• _DIRECTIONS FOR THIS TASK_: Copy out the data below verbatim.

• _ENTRIES_:
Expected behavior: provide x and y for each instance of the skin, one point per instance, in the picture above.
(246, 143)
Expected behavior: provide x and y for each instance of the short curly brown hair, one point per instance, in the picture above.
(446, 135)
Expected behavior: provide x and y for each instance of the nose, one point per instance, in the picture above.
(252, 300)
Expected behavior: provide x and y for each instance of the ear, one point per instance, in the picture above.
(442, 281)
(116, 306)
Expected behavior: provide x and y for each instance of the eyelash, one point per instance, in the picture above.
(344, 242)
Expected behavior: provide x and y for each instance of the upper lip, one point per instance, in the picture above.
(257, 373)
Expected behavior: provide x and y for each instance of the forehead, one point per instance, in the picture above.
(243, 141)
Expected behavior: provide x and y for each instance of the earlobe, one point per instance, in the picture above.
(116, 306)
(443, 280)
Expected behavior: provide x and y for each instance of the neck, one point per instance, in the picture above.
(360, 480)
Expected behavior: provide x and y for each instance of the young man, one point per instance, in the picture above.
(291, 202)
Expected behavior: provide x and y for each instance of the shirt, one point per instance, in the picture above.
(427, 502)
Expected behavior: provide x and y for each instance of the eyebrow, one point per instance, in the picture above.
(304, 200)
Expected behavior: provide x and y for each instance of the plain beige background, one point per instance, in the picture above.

• _CORRECT OUTPUT_:
Expected behavior: provide x and y for each instance of the skin, one point per instance, in the picture above.
(246, 143)
Expected behavior: provide x and y for each instance of the short curly brown hair, one point per instance, in the picture above.
(446, 135)
Expected behavior: provide x and y for each instance of the nose, one point per instance, in the picture above.
(252, 300)
Expected behavior: provide x and y for each instance of the ear, one point per instance, in the picture above.
(442, 281)
(116, 306)
Expected behavior: provide x and y for each instance of the eyelash, one point per instance, in the picture above.
(344, 242)
Expected behavior: provide x and y for each instance of the upper lip, one point per instance, in the picture above.
(257, 373)
Expected behavior: provide x and y for each instance of the forehead, one point per instance, in the picture above.
(243, 141)
Expected behavior: provide x and y for each instance of the earlobe, one point per instance, in the picture above.
(116, 306)
(443, 280)
Expected behavior: provide x and y for each instance of the neck, one point per instance, in the picture above.
(360, 480)
Expected behavior: provide x and y for each instance of the young man, one point per instance, in the picture above.
(291, 202)
Expected behavior: provide x and y for each instance of the shirt, one point per instance, in the picture above.
(427, 502)
Expected behavior: provide x and y for each instance of the eyebrow, one point per instance, in the picture above.
(304, 200)
Expected behavior: provide x and y for each instance of the plain beige background, one point per instance, in the picture above.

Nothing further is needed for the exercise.